Citazione Nick Cox <[email protected]>:

> I think we need to see some precise evidence of 
> what you think is problematic. Thus, we need to 
> see _exactly_ what you typed and _exactly_ what 
> Stata did -- as the FAQ advises. 
> 
> Nick 
> [email protected] 
> 
> [email protected]
>  
> > thank you for your answers,
> > evidently my question was not clear:
> > I am aware that STATA does not drop missing observations when 
> > using the 
> > regress command, it just does not use them, but I expect the 
> > same regression 
> > sample: 
> > if I drop the missing observations before the regression as 
> > if I just run the regression without dropping missing values...
> > thus, I don't understand why stata runs the regression on 
> > different samples 
> > when I use the two commands described before
> 
> Maarten buis 
> 
> > > --- [email protected] wrote:
> > > > when I use the following command:
> > > > drop if x>450
> > > > STATA drops a lot of observations, while when  I exclude missing
> > > > values as  follows:
> > > > drop if x>450 & x!=.
> > > > STATA eliminates just a couple of observations 
> > > 
> > > This is well known behaviour: In Stata missing values are 
> > the largest
> > > possible values, so a missing value will be larger than 
> > 450. As result
> > > if you type -drop if x>450- the missing values will also be dropped.

Bounding box annotation entries:

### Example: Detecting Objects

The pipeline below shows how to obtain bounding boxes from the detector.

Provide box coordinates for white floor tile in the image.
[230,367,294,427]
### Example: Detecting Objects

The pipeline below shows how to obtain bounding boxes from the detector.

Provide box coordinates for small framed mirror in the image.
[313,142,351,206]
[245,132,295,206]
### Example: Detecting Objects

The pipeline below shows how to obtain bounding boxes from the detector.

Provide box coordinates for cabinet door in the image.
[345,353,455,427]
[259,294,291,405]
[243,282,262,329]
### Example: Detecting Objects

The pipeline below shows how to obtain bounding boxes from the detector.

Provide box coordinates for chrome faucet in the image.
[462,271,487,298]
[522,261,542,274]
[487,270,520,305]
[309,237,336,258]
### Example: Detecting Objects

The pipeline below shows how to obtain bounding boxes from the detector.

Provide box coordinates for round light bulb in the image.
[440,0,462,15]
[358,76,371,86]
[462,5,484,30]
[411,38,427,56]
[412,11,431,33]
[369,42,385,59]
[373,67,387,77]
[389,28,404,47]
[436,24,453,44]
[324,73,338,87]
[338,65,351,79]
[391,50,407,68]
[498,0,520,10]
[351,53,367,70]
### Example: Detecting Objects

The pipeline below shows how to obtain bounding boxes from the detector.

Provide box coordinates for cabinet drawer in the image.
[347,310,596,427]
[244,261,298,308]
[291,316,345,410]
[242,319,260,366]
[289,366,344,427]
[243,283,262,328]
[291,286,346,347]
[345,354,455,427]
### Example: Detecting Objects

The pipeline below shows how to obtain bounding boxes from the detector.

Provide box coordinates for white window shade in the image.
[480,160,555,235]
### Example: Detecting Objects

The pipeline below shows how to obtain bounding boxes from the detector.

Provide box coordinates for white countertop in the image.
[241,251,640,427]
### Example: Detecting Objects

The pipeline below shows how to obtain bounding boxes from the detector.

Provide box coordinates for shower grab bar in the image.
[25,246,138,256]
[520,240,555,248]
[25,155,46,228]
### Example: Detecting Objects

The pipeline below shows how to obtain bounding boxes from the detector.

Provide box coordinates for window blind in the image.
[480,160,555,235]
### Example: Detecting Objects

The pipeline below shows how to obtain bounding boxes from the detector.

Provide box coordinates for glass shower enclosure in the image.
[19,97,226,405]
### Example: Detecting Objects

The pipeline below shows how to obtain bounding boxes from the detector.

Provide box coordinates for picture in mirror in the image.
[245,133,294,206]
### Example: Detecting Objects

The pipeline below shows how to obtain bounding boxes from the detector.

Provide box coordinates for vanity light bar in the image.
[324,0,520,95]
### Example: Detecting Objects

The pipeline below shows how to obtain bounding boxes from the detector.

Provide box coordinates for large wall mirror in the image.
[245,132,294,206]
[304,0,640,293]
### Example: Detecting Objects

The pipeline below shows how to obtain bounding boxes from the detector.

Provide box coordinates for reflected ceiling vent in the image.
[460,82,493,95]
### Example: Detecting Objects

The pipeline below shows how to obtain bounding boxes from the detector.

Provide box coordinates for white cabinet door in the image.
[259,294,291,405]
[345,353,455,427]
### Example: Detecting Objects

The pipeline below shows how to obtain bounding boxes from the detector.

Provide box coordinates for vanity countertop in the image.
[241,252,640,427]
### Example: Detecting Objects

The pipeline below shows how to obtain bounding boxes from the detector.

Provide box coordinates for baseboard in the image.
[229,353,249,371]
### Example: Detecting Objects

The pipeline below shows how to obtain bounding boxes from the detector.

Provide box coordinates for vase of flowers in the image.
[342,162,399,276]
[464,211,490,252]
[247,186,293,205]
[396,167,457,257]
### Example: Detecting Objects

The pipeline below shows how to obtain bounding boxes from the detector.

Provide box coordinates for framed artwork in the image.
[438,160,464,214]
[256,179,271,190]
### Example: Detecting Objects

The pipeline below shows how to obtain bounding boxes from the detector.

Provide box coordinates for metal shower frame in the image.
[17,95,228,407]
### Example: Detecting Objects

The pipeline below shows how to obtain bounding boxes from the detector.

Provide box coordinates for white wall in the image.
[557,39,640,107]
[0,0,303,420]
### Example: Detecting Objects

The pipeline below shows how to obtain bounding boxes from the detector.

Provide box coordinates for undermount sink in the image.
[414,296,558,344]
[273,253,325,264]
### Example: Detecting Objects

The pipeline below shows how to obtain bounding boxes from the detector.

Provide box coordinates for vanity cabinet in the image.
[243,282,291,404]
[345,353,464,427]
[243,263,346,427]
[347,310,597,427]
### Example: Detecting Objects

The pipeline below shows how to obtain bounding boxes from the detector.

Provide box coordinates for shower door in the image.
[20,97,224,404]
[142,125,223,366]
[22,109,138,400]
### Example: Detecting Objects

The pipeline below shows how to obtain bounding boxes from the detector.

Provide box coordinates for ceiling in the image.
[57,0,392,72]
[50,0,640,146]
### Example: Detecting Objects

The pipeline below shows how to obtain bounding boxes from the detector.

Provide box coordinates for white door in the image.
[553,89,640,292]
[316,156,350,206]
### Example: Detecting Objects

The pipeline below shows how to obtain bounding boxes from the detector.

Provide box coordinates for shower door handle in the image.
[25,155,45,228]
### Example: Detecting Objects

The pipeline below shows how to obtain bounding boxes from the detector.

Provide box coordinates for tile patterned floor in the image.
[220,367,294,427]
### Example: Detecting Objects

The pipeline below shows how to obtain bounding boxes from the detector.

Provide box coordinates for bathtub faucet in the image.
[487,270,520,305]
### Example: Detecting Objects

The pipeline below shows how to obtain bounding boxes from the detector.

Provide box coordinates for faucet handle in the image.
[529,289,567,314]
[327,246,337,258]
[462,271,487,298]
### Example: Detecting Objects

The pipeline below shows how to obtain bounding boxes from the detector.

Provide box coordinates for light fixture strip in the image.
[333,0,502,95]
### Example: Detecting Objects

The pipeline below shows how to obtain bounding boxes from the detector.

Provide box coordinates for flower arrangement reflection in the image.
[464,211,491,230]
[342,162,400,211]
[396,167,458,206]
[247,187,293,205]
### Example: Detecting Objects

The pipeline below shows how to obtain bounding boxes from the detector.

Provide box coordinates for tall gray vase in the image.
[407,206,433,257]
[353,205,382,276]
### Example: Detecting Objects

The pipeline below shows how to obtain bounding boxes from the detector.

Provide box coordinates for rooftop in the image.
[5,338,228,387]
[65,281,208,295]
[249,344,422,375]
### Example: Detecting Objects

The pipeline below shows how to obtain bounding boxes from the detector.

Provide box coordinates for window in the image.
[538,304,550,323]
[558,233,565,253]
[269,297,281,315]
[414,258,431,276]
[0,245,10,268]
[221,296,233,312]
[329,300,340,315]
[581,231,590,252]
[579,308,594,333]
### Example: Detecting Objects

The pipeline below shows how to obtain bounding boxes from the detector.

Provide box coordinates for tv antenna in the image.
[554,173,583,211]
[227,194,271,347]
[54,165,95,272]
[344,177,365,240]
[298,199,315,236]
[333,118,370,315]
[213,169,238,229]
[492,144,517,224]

=== PROBLEM SET ===
A) Translate this sentence from the Stata thread into Spanish: "I think we need to see some precise evidence of what you think is problematic."
B) Retype the entries from their first line up to and including the line that contains "[309,237,336,258]".
The entries have no connection to the Stata thread.

=== ANSWERS PROVIDED ===
A) Creo que necesitamos ver alguna prueba precisa de lo que usted considera problemático.

B)
### Example: Detecting Objects

The pipeline below shows how to obtain bounding boxes from the detector.

Provide box coordinates for white floor tile in the image.
[230,367,294,427]
### Example: Detecting Objects

The pipeline below shows how to obtain bounding boxes from the detector.

Provide box coordinates for small framed mirror in the image.
[313,142,351,206]
[245,132,295,206]
### Example: Detecting Objects

The pipeline below shows how to obtain bounding boxes from the detector.

Provide box coordinates for cabinet door in the image.
[345,353,455,427]
[259,294,291,405]
[243,282,262,329]
### Example: Detecting Objects

The pipeline below shows how to obtain bounding boxes from the detector.

Provide box coordinates for chrome faucet in the image.
[462,271,487,298]
[522,261,542,274]
[487,270,520,305]
[309,237,336,258]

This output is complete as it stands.